ZIELE =>
1. Beantworte diese Fragen zum Lesetext:
(a) Welcher Politiker wird dort mit Namen genannt?
(b) Wie viele Regierungschefs sitzen beim EU-Gipfel zusammen?
(c) Als was bezeichnen sich die Grünen im letzten Satz selbst?
2. Zähle alle Farben auf, die im Lesetext vorkommen, jede nur einmal.

LESETEXT =>
----

„Schuldenbremse aktuell, Teil 2: Grüne Wirrungen

Blick ins Grüne. Dort ist mann/frau scheinbar noch ganz besoffen vom letzten EU-Gipfel. Zumindest einer: Peter Pilz. Wer solche Freunde hat, braucht kaum Feinde mehr. Nun, war die Position Zustimmung zu Schuldenbremse nur gegen Vermögenssteuern schon nicht unproblematisch – die Einführung von Vermögenssteuern macht den Unsinn einer Schuldenbremse nicht sinniger – hat sich die Frage einer Zustimmung Dank der Blockade in Schwarz ohnehin nicht gestellt. In Grün braucht es – im Gegensatz zu rot – keinen Nationalratsbeschluss, sondern da reicht ein EU-Gipfel-Beschluss. Wohlgemerkt: Da sitzen 27 Regierungschefs – von mehrheitlich konservativ-neoliberalen dominierten Regierungen – beinander und beschließen – wie zu erwarten ist – Konservatives. Da dieses Konservative allerdings auf EU-Ebene beschlossen wird, schaltet sich bei manchen Grünen eine der Schuldenbremse analogen Denkblockade ein, die da wie folgt lautet: wenn „die EU“ was beschließt, sind die Rechten dagegen. Wenn die Rechten dagegen sind, dann müssen Grüne dafür sein, weil, ja holla, wir sind ja Europa! Wir sind ja die Europapartei!

----

DATENZEILEN =>
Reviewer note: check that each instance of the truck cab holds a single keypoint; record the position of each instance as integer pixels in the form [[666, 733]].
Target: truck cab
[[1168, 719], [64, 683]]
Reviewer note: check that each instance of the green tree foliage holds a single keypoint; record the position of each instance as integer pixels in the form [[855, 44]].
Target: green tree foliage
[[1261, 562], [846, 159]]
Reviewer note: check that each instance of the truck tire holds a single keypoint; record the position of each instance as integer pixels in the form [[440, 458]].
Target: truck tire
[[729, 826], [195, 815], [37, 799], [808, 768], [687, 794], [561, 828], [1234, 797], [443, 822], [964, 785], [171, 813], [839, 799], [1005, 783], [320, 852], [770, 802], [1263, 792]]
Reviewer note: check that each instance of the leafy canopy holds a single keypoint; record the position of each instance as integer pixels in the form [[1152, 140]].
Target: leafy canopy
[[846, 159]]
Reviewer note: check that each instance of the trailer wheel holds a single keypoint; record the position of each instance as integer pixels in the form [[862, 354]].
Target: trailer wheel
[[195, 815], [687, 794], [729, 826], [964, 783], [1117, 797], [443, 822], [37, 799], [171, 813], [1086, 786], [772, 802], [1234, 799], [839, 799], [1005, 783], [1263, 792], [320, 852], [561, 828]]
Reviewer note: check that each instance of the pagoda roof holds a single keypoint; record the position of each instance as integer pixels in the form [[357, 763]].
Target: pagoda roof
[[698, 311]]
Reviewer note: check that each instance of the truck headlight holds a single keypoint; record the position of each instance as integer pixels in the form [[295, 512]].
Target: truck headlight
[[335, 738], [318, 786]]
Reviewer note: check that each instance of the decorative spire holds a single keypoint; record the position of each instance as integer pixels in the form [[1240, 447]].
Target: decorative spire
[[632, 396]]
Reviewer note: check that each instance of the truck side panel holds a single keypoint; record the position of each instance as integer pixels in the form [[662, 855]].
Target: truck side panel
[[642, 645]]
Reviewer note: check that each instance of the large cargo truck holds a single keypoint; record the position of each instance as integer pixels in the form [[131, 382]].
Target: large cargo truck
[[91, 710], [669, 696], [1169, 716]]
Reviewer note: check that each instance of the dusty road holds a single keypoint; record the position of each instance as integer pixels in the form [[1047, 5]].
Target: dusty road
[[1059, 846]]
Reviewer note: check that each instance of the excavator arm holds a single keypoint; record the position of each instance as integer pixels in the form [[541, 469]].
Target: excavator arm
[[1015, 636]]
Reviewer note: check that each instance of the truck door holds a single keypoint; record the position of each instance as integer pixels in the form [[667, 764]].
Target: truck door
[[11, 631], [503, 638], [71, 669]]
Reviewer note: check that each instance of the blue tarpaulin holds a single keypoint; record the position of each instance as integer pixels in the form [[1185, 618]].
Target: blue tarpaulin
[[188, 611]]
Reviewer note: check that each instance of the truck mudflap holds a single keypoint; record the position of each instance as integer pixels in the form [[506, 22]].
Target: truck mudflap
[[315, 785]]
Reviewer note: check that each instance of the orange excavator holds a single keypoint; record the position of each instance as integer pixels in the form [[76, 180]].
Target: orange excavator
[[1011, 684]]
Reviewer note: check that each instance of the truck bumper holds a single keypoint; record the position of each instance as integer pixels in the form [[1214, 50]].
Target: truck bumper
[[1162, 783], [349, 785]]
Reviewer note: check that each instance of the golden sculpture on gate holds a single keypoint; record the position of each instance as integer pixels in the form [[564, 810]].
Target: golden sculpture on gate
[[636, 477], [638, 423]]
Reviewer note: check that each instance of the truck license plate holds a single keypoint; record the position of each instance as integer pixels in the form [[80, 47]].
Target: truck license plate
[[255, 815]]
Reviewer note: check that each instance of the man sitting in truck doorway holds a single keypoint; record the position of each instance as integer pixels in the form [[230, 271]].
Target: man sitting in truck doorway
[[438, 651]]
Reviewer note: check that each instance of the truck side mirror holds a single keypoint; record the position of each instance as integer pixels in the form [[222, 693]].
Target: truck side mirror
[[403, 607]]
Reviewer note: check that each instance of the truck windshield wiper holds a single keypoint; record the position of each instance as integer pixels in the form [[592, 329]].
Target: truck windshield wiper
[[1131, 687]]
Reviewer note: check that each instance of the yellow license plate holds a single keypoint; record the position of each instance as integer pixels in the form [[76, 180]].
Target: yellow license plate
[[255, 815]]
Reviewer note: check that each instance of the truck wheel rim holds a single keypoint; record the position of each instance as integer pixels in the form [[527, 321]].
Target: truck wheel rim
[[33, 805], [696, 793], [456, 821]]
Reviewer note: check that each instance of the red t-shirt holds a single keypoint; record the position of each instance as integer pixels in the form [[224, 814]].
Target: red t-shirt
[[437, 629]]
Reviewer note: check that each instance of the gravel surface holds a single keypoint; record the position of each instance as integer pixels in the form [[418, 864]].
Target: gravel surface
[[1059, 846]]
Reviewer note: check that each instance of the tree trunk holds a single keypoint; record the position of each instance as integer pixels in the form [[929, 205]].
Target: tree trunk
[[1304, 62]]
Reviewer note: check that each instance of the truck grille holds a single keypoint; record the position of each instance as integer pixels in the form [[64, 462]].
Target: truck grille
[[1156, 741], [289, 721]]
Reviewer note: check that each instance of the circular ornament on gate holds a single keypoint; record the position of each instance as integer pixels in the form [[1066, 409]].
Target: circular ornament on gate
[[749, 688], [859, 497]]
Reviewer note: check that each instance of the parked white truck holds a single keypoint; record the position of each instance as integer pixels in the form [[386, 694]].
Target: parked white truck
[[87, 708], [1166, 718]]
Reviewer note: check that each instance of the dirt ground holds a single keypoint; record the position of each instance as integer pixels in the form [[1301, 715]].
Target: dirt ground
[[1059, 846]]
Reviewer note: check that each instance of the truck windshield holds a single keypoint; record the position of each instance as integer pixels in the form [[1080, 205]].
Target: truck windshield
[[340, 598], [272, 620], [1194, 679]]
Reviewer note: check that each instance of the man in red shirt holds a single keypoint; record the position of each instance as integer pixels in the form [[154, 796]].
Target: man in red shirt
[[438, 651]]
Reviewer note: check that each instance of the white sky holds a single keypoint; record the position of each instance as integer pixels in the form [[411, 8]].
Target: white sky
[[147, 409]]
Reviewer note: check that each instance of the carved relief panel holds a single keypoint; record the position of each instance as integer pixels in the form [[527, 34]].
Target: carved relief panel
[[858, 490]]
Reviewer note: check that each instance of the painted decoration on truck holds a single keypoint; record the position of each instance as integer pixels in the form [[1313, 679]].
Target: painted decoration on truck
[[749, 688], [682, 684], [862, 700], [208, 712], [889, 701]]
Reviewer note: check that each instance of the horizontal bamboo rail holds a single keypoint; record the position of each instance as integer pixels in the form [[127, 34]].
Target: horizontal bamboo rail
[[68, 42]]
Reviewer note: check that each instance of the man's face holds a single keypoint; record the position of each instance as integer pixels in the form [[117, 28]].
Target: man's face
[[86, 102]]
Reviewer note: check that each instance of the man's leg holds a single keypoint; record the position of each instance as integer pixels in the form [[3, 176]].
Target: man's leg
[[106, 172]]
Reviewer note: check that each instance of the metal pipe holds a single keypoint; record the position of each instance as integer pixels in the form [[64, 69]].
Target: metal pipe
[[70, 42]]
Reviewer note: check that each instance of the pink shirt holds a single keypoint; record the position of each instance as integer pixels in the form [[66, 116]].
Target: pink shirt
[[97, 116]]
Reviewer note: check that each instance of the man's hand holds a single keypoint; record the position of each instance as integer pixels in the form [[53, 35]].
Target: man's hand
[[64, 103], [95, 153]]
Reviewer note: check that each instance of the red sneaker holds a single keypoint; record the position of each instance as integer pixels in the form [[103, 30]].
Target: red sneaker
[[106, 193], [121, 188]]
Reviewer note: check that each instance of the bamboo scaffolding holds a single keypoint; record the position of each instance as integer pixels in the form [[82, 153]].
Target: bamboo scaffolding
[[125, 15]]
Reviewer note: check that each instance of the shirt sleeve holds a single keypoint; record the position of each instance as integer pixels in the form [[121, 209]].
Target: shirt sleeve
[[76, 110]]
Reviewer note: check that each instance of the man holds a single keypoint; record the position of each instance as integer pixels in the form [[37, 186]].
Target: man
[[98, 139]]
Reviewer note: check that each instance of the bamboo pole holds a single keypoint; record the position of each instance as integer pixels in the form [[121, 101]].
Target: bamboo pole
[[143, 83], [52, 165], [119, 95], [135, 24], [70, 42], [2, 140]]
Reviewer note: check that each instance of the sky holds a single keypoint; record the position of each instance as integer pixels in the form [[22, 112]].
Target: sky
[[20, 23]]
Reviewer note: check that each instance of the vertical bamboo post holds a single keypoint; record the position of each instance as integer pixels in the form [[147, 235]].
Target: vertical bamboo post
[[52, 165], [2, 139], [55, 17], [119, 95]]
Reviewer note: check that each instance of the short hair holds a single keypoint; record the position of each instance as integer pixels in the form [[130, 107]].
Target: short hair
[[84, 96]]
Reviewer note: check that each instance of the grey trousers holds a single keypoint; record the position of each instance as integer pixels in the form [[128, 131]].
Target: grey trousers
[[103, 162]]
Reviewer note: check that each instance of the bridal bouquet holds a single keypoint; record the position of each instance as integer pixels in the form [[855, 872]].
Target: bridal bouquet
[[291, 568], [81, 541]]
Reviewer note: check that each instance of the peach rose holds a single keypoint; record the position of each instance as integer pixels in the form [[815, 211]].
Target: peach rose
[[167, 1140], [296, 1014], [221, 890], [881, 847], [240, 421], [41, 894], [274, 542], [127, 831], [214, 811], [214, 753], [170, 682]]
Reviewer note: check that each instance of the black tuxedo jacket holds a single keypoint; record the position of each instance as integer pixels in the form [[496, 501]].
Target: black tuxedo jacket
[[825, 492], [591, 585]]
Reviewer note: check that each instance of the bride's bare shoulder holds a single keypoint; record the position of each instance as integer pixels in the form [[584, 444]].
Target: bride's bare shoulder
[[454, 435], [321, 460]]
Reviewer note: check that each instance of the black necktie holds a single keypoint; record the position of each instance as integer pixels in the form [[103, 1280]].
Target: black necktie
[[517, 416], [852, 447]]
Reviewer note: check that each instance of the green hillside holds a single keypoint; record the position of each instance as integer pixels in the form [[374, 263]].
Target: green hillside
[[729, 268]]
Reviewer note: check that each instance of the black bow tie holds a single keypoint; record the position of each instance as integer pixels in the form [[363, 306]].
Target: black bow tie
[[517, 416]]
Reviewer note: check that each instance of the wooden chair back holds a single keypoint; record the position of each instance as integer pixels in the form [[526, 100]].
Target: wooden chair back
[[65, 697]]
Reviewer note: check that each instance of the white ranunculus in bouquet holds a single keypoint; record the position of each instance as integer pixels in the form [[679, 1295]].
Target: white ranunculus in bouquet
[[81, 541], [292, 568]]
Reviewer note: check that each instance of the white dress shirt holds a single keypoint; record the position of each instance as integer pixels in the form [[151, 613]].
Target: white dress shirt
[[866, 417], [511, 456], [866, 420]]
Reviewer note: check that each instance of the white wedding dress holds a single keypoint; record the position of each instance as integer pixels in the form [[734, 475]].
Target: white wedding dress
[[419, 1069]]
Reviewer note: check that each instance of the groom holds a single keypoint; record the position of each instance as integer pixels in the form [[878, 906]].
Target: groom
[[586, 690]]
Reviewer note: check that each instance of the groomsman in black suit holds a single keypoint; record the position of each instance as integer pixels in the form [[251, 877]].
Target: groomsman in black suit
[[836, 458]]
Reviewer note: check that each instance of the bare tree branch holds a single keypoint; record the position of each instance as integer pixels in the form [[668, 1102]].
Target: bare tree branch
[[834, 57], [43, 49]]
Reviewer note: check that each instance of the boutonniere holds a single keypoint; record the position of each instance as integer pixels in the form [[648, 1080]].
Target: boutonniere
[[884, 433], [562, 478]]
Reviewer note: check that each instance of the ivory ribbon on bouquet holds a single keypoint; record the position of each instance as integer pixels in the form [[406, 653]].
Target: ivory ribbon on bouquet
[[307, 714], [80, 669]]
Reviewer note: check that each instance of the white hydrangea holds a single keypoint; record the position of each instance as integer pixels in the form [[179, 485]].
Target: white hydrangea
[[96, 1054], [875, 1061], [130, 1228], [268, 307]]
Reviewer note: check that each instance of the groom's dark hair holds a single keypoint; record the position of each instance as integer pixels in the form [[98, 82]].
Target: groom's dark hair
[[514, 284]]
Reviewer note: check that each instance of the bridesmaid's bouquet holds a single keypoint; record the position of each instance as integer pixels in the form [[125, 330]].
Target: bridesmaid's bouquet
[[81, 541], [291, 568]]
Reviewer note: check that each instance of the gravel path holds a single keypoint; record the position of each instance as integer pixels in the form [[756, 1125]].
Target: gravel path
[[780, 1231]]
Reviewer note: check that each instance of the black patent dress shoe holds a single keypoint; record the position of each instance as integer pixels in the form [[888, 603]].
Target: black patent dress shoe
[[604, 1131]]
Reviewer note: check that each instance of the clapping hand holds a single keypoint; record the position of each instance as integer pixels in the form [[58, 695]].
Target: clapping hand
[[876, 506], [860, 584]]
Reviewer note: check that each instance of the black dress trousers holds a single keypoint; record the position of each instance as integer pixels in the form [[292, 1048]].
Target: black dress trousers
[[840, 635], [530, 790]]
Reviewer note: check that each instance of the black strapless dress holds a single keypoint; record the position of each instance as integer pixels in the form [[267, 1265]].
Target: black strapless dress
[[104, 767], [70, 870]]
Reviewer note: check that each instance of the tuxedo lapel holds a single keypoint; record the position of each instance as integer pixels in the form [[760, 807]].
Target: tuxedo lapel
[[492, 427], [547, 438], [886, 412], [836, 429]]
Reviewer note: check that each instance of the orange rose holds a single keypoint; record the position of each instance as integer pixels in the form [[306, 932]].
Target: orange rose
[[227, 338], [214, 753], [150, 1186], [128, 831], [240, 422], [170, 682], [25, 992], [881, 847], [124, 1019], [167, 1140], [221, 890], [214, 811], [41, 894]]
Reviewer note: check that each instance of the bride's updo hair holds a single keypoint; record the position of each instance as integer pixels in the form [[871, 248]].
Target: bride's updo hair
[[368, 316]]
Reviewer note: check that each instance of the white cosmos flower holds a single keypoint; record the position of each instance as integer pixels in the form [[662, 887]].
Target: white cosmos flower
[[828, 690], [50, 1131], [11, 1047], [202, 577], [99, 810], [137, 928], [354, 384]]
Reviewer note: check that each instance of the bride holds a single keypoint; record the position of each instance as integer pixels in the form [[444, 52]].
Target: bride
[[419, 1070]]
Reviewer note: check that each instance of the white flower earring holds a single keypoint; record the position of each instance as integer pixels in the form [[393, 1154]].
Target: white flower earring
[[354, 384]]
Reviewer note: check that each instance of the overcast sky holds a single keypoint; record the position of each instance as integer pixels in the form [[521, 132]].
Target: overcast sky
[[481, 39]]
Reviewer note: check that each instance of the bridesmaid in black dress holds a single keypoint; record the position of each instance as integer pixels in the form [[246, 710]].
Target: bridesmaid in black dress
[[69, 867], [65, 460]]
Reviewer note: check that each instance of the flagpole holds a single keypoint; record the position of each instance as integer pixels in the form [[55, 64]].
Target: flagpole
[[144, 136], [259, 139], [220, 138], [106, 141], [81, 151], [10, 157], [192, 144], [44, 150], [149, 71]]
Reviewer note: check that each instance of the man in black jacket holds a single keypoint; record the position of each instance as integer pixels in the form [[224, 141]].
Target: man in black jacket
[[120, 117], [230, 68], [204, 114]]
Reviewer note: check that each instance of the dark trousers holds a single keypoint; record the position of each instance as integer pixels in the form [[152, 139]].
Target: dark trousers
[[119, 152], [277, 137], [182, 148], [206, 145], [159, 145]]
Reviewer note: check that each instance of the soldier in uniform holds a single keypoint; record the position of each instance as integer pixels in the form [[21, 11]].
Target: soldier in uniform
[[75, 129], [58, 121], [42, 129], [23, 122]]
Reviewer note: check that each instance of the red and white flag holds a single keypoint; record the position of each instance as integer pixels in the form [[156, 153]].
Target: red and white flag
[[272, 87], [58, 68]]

----

GEGEBENE ANTWORTEN =>
1.
(a) Peter Pilz
(b) 27
(c) Als die Europapartei

2. Grün, Schwarz, Rot